* _WHAT YOU WILL DO_: Filter the listing below down to the lines containing the word "manhattan".

━━━━━━━━━━━━━━━━━━━━

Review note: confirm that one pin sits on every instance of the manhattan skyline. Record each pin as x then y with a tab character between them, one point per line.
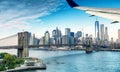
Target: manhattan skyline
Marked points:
39	16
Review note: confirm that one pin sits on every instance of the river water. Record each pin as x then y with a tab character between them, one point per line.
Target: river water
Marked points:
76	61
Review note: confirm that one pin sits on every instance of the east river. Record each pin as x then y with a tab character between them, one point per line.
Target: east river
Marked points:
76	61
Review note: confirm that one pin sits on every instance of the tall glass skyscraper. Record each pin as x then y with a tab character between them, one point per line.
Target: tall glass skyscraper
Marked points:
102	33
47	38
97	31
67	31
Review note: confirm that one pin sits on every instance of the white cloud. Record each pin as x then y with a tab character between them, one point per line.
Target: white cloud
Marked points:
16	15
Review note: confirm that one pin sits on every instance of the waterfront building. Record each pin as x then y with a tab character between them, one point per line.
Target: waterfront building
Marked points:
32	39
57	35
41	41
97	32
112	43
119	35
102	34
72	34
67	31
106	37
79	34
47	38
65	40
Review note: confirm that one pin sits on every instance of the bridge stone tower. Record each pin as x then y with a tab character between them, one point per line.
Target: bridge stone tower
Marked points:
23	41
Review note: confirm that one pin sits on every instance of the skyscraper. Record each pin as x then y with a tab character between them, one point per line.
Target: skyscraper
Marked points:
57	35
119	35
102	33
106	34
67	31
79	34
72	34
106	38
97	32
46	38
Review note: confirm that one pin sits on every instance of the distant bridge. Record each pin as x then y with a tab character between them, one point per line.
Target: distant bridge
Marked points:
21	42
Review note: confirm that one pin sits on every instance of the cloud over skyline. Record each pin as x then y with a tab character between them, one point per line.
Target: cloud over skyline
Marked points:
17	13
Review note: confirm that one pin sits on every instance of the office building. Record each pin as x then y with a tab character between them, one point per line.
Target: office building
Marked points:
97	32
47	38
102	34
67	31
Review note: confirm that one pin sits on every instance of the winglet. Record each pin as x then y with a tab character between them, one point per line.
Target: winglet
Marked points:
72	3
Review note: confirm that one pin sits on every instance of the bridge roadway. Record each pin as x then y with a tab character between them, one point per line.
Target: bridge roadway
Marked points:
35	46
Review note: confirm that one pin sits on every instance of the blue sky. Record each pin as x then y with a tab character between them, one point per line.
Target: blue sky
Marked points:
37	16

━━━━━━━━━━━━━━━━━━━━

* _EXERCISE RESULT_:
Review note: confirm that one pin sits on every instance of the manhattan skyline. Record each pin as x then y with a tab character between them, one point per line.
Target: manhattan skyline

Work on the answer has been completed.